:: Input ::

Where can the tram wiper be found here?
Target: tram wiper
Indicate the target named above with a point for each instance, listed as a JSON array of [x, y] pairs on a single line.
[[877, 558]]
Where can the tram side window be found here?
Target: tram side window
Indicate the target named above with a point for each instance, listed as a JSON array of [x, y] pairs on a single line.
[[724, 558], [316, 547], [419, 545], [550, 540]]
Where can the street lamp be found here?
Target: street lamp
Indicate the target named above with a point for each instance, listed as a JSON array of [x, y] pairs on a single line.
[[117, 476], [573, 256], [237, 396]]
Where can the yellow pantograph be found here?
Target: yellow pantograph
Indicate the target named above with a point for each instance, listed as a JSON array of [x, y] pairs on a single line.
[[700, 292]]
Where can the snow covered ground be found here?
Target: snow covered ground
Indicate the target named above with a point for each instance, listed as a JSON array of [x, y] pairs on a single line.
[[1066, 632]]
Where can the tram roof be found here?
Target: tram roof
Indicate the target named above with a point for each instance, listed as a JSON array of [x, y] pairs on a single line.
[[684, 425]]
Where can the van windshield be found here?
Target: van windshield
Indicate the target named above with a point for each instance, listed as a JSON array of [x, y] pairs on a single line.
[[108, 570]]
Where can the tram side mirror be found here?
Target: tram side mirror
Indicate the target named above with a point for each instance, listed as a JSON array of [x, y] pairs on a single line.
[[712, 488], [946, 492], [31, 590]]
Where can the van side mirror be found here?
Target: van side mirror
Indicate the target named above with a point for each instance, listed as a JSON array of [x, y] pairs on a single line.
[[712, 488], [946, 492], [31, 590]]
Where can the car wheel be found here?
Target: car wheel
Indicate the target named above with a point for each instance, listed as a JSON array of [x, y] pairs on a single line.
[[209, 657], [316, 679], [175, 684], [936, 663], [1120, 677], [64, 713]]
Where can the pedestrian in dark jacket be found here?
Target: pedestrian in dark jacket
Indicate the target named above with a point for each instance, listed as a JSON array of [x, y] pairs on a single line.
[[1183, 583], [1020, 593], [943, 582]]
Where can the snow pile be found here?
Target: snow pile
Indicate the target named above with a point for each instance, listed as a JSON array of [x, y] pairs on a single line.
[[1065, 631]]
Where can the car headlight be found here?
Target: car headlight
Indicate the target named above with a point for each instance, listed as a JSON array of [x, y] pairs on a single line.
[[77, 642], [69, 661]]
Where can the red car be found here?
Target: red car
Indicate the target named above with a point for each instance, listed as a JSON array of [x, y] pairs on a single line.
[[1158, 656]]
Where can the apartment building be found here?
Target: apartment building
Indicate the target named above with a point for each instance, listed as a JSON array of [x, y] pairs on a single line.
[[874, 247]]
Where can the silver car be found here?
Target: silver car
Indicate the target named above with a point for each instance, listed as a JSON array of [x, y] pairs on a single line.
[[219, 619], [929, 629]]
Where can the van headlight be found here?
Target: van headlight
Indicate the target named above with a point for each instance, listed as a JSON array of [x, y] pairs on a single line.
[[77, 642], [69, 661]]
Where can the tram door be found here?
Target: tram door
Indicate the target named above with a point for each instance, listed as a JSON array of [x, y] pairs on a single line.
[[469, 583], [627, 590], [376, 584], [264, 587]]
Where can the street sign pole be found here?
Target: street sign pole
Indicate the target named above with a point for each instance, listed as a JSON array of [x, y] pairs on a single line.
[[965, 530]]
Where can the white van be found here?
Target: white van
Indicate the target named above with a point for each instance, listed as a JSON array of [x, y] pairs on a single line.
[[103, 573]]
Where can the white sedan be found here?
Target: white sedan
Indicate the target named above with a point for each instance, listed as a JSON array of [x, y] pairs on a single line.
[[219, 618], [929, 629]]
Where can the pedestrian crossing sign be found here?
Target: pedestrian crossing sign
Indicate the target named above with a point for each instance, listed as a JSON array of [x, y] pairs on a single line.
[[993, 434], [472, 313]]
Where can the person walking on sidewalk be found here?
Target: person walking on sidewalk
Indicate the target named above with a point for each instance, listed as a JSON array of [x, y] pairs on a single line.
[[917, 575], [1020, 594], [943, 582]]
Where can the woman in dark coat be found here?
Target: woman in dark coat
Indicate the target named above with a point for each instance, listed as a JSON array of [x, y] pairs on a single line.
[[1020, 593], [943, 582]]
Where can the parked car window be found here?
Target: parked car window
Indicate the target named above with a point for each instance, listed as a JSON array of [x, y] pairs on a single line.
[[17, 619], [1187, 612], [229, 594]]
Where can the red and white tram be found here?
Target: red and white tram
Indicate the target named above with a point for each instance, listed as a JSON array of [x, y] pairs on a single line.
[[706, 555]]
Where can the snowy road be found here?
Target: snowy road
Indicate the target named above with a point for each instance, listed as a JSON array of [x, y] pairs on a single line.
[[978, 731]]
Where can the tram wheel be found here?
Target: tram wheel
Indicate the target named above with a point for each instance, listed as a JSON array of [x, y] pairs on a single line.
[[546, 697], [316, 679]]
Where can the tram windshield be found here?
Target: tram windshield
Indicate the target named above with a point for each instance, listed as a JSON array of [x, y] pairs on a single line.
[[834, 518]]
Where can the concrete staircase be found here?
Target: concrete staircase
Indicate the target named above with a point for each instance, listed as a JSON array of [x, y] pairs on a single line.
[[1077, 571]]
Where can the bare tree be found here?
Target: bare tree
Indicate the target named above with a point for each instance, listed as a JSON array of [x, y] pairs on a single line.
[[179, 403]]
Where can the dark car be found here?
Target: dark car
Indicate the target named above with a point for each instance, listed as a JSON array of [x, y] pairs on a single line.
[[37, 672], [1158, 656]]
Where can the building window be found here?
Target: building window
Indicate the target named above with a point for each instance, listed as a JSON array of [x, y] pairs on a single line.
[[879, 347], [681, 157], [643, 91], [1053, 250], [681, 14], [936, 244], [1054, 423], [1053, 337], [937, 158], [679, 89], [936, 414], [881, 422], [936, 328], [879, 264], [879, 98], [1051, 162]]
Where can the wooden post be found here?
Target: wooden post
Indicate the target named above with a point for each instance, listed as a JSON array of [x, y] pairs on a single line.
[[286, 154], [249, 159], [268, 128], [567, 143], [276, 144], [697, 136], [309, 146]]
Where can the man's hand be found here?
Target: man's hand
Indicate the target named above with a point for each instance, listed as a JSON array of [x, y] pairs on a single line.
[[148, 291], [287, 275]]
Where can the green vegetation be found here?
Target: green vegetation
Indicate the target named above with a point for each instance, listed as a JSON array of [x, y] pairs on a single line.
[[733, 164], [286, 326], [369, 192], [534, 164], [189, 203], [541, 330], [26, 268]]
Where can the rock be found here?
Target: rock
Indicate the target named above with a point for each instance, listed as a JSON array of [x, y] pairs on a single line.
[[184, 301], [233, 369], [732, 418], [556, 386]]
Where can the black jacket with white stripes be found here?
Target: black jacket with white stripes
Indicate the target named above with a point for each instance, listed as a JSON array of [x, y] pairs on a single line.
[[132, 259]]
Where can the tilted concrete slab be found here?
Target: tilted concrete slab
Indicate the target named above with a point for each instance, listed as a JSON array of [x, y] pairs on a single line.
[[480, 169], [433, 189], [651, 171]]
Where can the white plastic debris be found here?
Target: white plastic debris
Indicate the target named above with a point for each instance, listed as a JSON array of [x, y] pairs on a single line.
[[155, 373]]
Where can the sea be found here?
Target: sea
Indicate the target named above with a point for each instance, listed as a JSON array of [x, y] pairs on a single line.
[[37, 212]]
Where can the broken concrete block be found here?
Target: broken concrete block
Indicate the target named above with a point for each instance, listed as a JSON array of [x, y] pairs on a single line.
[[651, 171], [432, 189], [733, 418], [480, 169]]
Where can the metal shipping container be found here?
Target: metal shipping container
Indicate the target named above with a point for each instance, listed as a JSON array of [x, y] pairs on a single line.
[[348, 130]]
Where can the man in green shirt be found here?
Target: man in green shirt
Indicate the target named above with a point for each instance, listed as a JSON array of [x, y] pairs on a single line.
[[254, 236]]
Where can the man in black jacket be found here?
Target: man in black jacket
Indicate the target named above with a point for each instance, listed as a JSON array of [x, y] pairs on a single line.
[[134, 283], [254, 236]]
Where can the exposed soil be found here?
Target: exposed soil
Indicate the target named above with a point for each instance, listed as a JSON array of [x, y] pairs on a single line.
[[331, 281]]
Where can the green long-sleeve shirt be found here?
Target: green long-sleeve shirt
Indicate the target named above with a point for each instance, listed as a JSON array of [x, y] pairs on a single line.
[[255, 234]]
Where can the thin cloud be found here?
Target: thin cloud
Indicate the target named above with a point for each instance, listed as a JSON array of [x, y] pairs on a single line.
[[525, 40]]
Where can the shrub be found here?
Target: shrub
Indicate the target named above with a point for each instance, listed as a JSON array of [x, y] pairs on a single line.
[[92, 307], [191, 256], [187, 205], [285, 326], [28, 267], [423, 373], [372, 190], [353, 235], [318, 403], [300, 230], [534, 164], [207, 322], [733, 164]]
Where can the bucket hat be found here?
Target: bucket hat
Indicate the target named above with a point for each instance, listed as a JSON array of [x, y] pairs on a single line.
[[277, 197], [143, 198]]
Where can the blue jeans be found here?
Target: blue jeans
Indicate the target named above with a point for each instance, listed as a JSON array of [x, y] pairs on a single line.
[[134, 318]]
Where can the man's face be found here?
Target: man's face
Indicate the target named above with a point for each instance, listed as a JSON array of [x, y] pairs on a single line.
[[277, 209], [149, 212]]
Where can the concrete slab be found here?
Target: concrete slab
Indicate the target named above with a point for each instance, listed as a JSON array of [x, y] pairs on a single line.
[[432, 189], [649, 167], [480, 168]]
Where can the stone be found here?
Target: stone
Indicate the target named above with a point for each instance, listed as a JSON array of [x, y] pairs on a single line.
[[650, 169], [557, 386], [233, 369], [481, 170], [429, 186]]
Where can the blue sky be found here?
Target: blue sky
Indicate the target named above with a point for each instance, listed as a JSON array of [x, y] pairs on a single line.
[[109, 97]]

:: What the task asks ::
Copy out every line in the entries above that holds "covered".

:: Answer below ::
Where can the snow covered ground be found here?
Target: snow covered ground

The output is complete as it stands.